*Description of the task*:
In the records, rewrite the stretch from the line containing "upper beak in the histology slide image provided." through the line containing "[87,68,130,96]", changing "pathologist" to "veterinarian" and leaving everything else as it is.

*Given data*:
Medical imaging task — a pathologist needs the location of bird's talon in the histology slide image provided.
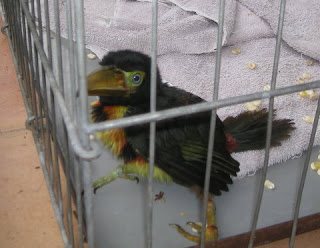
[93,187,100,194]
[134,177,140,184]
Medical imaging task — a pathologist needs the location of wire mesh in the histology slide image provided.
[1,0,320,248]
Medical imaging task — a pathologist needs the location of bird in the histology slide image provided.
[87,50,295,243]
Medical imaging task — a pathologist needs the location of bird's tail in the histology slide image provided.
[223,109,295,152]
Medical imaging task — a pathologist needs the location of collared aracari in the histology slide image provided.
[87,50,294,242]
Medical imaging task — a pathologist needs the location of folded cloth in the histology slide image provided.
[43,0,320,178]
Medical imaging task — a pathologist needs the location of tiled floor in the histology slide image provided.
[0,17,63,248]
[0,16,320,248]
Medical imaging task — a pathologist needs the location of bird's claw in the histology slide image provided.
[92,166,139,194]
[169,221,218,243]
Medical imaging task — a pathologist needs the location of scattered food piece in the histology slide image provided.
[302,73,311,79]
[252,100,262,107]
[248,63,257,70]
[264,180,276,189]
[191,222,202,233]
[299,91,308,98]
[302,115,314,124]
[87,53,97,59]
[246,102,258,111]
[310,161,320,170]
[309,92,319,101]
[307,60,313,66]
[154,191,164,202]
[263,84,271,91]
[231,48,241,54]
[297,78,304,84]
[306,90,314,96]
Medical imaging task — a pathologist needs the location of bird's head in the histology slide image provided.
[87,50,161,103]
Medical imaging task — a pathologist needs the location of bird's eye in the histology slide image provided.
[132,73,142,84]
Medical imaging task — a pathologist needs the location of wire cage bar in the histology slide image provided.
[1,0,320,248]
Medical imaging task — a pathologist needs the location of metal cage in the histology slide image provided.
[1,0,320,248]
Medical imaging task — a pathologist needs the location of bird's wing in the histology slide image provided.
[125,113,239,195]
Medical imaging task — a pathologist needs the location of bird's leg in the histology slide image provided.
[92,165,139,193]
[170,199,218,243]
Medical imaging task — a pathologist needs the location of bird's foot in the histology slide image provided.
[170,200,218,243]
[92,166,139,193]
[170,222,218,243]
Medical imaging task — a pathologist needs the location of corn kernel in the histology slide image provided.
[306,90,314,96]
[246,102,258,111]
[302,115,314,124]
[251,100,262,107]
[309,92,319,101]
[87,53,97,59]
[299,91,308,98]
[231,48,241,54]
[264,180,276,189]
[307,60,313,66]
[248,63,257,70]
[297,78,304,84]
[302,73,311,79]
[191,222,202,233]
[310,161,320,170]
[263,84,271,91]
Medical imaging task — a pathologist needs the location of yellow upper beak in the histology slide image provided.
[87,68,129,96]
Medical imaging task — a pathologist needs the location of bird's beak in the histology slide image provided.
[87,68,130,96]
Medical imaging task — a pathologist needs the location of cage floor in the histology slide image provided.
[0,16,320,248]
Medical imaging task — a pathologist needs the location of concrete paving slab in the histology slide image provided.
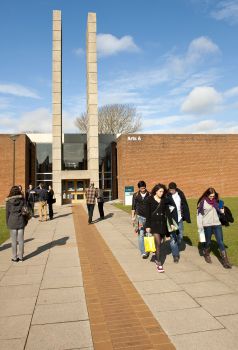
[0,259,12,272]
[217,313,238,334]
[0,315,31,339]
[0,338,25,350]
[196,293,238,316]
[0,274,42,286]
[44,266,82,278]
[32,300,88,325]
[0,297,36,317]
[170,329,238,350]
[143,291,200,312]
[166,269,214,284]
[40,276,83,289]
[0,284,39,300]
[37,287,85,304]
[181,280,234,298]
[134,279,181,295]
[26,321,92,350]
[156,307,224,335]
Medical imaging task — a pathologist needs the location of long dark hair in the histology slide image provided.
[197,187,219,205]
[151,184,167,198]
[8,186,21,197]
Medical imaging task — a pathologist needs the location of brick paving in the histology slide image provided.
[73,206,175,350]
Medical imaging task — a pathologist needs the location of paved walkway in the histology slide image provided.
[0,204,238,350]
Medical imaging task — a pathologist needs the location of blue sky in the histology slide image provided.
[0,0,238,133]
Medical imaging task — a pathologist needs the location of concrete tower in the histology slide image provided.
[52,10,62,204]
[86,13,99,187]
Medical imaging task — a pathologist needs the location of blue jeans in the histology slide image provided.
[137,215,146,254]
[204,225,225,252]
[170,220,183,256]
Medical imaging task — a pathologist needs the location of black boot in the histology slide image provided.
[221,250,232,269]
[204,248,212,264]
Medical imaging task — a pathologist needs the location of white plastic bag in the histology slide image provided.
[198,228,206,243]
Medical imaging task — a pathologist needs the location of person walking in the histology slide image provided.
[26,184,35,217]
[167,182,191,263]
[145,184,176,272]
[96,188,104,220]
[131,181,150,259]
[34,183,48,221]
[197,187,232,269]
[85,182,97,224]
[47,185,54,220]
[6,186,27,262]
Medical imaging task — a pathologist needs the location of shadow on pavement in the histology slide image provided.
[24,236,69,260]
[0,238,34,251]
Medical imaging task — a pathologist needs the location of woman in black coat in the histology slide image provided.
[47,185,55,220]
[6,186,27,262]
[145,184,176,272]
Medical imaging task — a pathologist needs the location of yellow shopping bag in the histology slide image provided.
[144,236,156,253]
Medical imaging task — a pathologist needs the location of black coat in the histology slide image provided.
[131,191,150,218]
[145,196,173,236]
[6,195,26,230]
[166,188,191,223]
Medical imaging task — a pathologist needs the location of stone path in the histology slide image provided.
[0,204,238,350]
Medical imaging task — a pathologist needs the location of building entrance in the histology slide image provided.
[62,180,89,204]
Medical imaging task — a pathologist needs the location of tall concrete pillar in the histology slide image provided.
[52,10,62,205]
[86,13,99,187]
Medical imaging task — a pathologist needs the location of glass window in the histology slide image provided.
[77,194,84,199]
[77,181,84,191]
[67,181,74,191]
[63,134,87,170]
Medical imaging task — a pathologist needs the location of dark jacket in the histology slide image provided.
[131,191,150,218]
[6,195,26,230]
[26,189,35,203]
[145,196,173,236]
[34,187,48,202]
[47,190,54,204]
[166,188,191,223]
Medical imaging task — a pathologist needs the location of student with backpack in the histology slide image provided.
[131,181,150,259]
[34,183,48,221]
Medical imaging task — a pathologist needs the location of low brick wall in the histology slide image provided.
[117,134,238,200]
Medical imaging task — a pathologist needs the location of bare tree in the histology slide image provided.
[75,104,141,134]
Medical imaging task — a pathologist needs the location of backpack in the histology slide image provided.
[219,206,234,226]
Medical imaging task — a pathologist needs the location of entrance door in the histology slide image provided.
[62,180,89,204]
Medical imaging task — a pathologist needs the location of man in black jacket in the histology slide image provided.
[167,182,191,263]
[131,181,149,259]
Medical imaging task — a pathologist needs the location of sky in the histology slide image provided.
[0,0,238,134]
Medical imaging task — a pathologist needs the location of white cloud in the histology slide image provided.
[97,34,140,57]
[211,0,238,24]
[143,119,238,134]
[185,36,220,63]
[143,115,194,130]
[73,47,85,57]
[224,86,238,98]
[0,84,40,99]
[181,86,223,115]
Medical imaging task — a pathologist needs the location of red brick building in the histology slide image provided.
[117,134,238,200]
[0,134,35,204]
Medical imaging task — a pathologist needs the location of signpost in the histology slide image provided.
[124,186,134,205]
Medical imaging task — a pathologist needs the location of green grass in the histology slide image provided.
[115,197,238,266]
[0,208,9,244]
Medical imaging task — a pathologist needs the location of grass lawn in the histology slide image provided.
[115,197,238,266]
[0,208,9,244]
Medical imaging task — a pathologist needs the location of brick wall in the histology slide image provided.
[117,134,238,200]
[0,134,34,204]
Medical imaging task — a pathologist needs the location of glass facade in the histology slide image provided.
[36,134,116,200]
[36,143,52,186]
[62,134,87,170]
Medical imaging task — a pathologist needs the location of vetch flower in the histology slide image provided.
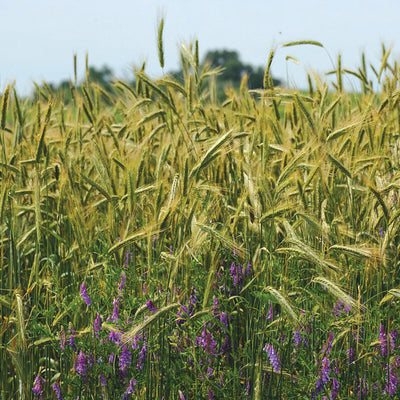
[75,350,89,377]
[219,311,228,329]
[321,332,335,356]
[93,313,103,338]
[119,345,132,375]
[118,272,126,292]
[176,305,189,324]
[146,300,157,313]
[111,299,119,323]
[122,378,137,400]
[60,326,67,351]
[263,343,281,372]
[331,378,339,400]
[200,323,217,356]
[136,343,147,371]
[81,282,92,306]
[108,330,122,346]
[51,382,63,400]
[68,323,78,351]
[379,324,387,357]
[321,357,331,385]
[32,373,46,400]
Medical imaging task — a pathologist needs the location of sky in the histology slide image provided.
[0,0,400,95]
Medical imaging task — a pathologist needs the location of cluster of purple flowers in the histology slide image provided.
[331,300,351,318]
[263,343,281,372]
[229,262,251,290]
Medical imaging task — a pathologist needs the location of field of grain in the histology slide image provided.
[0,38,400,400]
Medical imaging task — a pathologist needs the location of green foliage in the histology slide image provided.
[0,38,400,399]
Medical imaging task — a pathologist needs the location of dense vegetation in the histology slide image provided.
[0,36,400,400]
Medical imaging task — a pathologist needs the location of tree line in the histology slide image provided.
[34,49,281,100]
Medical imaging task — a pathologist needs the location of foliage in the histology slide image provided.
[0,38,400,399]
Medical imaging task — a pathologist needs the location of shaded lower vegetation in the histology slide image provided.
[0,42,400,399]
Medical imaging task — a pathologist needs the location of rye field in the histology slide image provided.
[0,38,400,400]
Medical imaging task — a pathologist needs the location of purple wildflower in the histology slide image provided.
[331,300,344,318]
[321,332,335,356]
[108,330,122,346]
[383,365,399,397]
[122,378,137,400]
[111,299,119,323]
[331,378,339,400]
[99,374,107,386]
[219,311,228,329]
[379,324,387,357]
[124,249,130,269]
[93,313,103,338]
[200,323,217,356]
[119,345,132,375]
[75,350,89,377]
[178,390,186,400]
[343,304,351,315]
[263,343,281,372]
[221,335,232,355]
[32,373,46,400]
[146,300,157,313]
[51,382,63,400]
[132,333,144,350]
[81,282,92,306]
[245,262,251,276]
[189,287,199,307]
[293,327,303,348]
[389,329,399,354]
[108,353,115,367]
[321,357,331,385]
[60,326,67,351]
[136,343,147,371]
[346,347,354,364]
[213,296,218,317]
[176,305,189,324]
[68,323,78,351]
[118,272,126,292]
[267,303,274,320]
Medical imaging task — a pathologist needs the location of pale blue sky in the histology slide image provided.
[0,0,400,93]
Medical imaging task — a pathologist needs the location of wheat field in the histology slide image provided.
[0,36,400,400]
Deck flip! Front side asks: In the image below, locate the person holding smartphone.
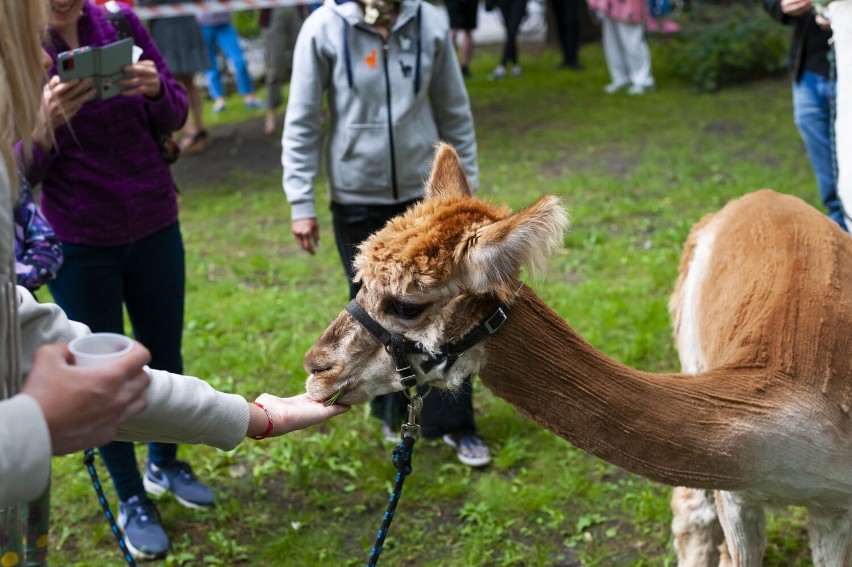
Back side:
[16,0,203,558]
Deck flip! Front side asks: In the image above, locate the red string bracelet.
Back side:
[249,402,275,441]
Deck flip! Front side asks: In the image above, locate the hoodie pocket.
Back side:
[340,124,391,195]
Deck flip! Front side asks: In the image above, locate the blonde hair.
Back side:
[0,0,48,182]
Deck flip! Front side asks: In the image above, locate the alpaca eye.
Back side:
[390,299,426,319]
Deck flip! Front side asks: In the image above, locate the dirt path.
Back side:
[172,117,281,191]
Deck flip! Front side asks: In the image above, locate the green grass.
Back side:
[45,40,816,567]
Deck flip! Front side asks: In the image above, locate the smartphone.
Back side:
[56,37,134,99]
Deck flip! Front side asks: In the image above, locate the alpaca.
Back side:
[305,145,852,567]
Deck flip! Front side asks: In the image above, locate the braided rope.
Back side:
[83,449,137,567]
[367,435,417,567]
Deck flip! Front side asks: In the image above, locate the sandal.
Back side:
[178,130,210,156]
[263,114,278,136]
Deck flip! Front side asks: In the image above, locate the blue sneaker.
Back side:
[118,496,169,559]
[243,100,266,110]
[142,461,216,510]
[444,433,491,467]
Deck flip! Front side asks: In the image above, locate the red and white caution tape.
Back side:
[133,0,307,20]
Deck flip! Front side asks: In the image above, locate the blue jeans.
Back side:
[793,71,848,232]
[48,222,186,501]
[201,24,254,100]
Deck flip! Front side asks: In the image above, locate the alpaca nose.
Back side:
[304,348,334,376]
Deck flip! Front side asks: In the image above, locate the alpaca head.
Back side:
[305,144,567,404]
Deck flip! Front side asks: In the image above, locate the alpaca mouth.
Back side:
[323,388,343,407]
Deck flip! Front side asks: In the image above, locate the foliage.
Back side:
[42,40,816,567]
[666,4,790,92]
[233,10,260,37]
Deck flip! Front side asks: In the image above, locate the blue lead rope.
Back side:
[367,435,417,567]
[83,449,137,567]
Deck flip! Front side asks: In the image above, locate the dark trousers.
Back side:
[550,0,580,65]
[48,222,186,500]
[497,0,527,65]
[331,201,476,439]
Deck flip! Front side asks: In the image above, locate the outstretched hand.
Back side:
[250,394,349,437]
[290,218,319,254]
[33,75,96,151]
[119,59,163,98]
[21,342,151,455]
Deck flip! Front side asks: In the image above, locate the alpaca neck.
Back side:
[480,290,775,489]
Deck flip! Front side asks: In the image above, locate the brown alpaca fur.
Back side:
[305,145,852,567]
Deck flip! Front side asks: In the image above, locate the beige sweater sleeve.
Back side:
[118,369,249,451]
[0,394,51,508]
[16,286,249,454]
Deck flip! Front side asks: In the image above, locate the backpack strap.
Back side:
[103,0,135,39]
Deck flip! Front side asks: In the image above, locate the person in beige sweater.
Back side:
[0,0,348,565]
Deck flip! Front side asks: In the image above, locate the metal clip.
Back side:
[402,395,423,441]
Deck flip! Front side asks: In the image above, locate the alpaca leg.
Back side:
[671,486,725,567]
[716,490,766,567]
[808,509,852,567]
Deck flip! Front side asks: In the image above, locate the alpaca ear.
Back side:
[458,195,568,300]
[426,142,473,199]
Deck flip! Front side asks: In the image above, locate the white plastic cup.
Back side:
[68,333,133,366]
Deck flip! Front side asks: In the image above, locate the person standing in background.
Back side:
[488,0,527,81]
[16,0,208,558]
[260,6,307,136]
[446,0,479,79]
[550,0,583,71]
[763,0,849,232]
[589,0,655,95]
[14,176,62,294]
[281,0,491,466]
[196,12,266,113]
[141,0,210,156]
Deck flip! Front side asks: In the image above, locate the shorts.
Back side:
[446,0,479,30]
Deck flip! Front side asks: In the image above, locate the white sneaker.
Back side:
[627,83,654,96]
[604,83,629,94]
[443,433,491,467]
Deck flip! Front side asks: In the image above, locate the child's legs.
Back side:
[619,23,654,87]
[201,26,224,100]
[216,26,254,95]
[601,16,630,85]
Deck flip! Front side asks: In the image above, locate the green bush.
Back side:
[665,6,790,92]
[234,10,260,37]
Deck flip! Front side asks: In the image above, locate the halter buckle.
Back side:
[482,307,507,335]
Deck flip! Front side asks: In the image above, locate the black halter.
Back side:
[346,299,509,388]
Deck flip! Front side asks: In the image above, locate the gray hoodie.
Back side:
[281,0,479,220]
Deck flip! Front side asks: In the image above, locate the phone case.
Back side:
[56,37,133,99]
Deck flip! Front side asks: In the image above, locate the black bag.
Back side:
[103,2,180,165]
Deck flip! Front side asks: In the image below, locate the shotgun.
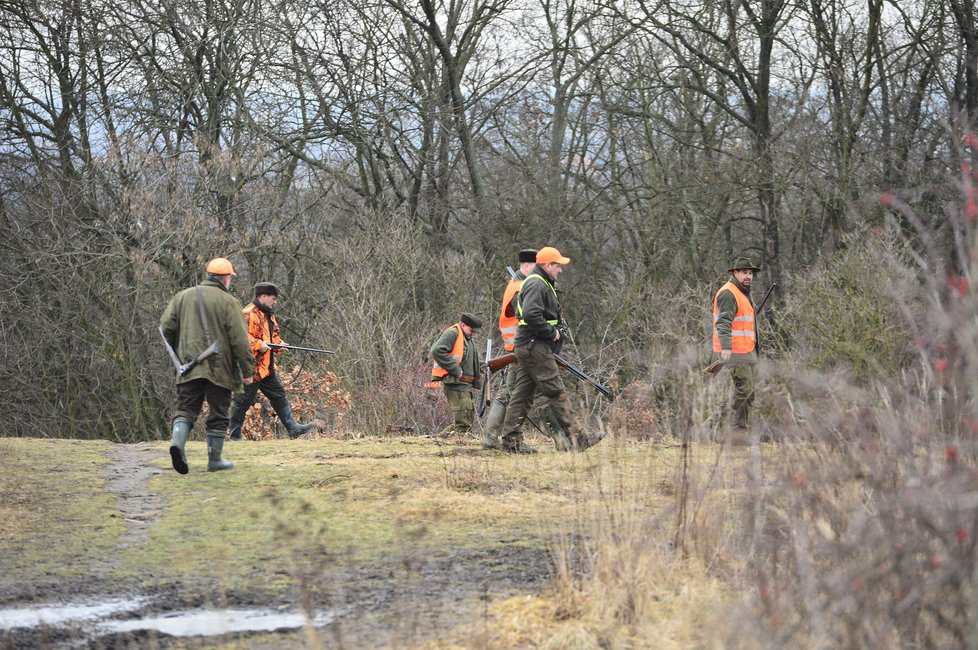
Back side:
[703,282,778,377]
[475,339,492,418]
[485,352,614,399]
[267,343,336,354]
[159,325,221,377]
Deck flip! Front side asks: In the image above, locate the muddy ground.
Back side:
[0,444,551,648]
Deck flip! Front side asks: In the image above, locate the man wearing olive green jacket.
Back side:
[160,257,255,474]
[713,257,761,445]
[501,246,601,454]
[429,314,482,435]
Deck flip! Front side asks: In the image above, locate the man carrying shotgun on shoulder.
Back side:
[501,246,601,454]
[482,248,562,449]
[707,257,773,445]
[230,282,316,440]
[427,314,482,436]
[160,257,254,474]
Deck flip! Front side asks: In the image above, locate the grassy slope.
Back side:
[0,438,725,647]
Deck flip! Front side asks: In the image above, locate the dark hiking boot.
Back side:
[170,416,193,474]
[207,431,234,472]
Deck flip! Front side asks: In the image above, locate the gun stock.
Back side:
[486,352,516,372]
[177,341,221,377]
[554,354,614,399]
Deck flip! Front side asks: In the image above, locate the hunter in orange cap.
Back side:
[537,246,570,266]
[204,257,237,275]
[500,246,602,454]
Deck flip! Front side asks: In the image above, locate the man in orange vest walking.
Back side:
[482,248,569,449]
[229,282,316,440]
[713,257,761,444]
[431,314,482,435]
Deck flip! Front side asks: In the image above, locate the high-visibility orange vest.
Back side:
[499,280,523,352]
[713,281,757,354]
[241,302,282,381]
[431,323,465,382]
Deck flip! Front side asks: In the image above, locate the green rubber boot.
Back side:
[170,415,193,474]
[207,431,234,472]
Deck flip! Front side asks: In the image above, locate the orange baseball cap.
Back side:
[206,257,237,275]
[537,246,570,264]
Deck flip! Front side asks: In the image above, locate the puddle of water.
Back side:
[0,598,145,630]
[98,609,337,636]
[0,598,340,636]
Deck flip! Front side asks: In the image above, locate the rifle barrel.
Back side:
[554,354,613,399]
[268,343,336,354]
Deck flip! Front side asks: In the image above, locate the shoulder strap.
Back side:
[197,284,211,341]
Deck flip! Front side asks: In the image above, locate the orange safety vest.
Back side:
[713,282,757,354]
[241,302,282,381]
[425,323,465,388]
[499,280,523,352]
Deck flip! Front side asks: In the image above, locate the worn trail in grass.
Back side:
[0,438,740,647]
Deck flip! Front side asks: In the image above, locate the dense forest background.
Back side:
[0,0,978,441]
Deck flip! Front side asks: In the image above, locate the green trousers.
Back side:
[727,363,754,429]
[442,384,475,433]
[502,342,577,445]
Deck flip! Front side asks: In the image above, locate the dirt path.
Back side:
[105,443,163,549]
[0,443,551,649]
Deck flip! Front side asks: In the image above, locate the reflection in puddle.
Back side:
[0,597,339,636]
[98,609,336,636]
[0,598,146,630]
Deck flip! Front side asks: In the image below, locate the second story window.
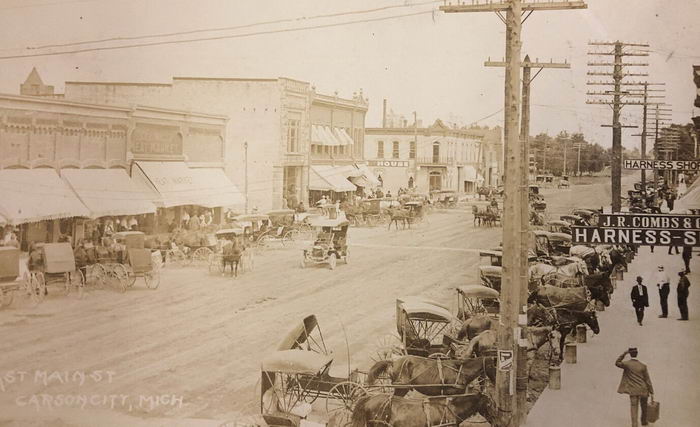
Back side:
[287,119,299,153]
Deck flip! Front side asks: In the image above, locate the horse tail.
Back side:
[351,394,372,427]
[367,360,394,385]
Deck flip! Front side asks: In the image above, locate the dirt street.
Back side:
[0,176,620,425]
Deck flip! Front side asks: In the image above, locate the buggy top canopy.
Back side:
[215,228,243,237]
[267,209,296,216]
[457,285,501,298]
[401,301,452,323]
[262,350,333,375]
[396,296,450,311]
[277,314,323,350]
[309,216,350,227]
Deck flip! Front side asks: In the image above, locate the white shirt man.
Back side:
[654,265,671,318]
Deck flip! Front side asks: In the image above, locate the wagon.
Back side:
[545,219,571,234]
[260,315,367,426]
[0,247,44,308]
[396,298,455,357]
[36,243,85,298]
[457,285,500,319]
[209,228,253,274]
[301,218,350,270]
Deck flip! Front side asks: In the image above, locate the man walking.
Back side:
[615,348,654,427]
[630,276,649,326]
[681,246,693,274]
[656,265,671,318]
[676,271,690,320]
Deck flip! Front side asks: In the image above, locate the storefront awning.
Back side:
[61,169,156,218]
[132,162,245,208]
[309,165,357,193]
[0,168,90,225]
[463,166,483,182]
[311,125,353,147]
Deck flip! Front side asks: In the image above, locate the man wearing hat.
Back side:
[676,271,690,320]
[655,265,671,318]
[630,276,649,326]
[615,347,654,427]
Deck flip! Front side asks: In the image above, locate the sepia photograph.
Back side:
[0,0,700,427]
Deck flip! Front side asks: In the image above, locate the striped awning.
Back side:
[0,168,90,225]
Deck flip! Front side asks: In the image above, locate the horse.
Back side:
[367,355,496,396]
[351,393,495,427]
[536,307,600,361]
[387,208,411,230]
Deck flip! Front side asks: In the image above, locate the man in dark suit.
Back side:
[615,348,654,427]
[676,271,690,320]
[630,276,649,326]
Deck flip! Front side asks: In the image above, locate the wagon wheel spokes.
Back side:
[326,381,367,414]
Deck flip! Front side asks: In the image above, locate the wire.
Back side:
[26,0,442,49]
[0,10,433,60]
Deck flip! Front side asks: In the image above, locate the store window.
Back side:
[287,119,299,153]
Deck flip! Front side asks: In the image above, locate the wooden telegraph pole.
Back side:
[586,41,649,212]
[440,0,587,427]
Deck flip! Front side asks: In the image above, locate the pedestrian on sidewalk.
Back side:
[630,276,649,326]
[681,246,693,274]
[655,265,671,318]
[676,271,690,320]
[615,347,654,427]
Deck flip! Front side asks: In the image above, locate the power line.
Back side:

*Exercise output*:
Medical imaging task — a veterinarian needs the location of yellow upper beak in the histology slide image provided.
[87,68,129,96]
Medical imaging task — a veterinarian needs the location of bird's beak in the histology slide image provided.
[87,68,130,96]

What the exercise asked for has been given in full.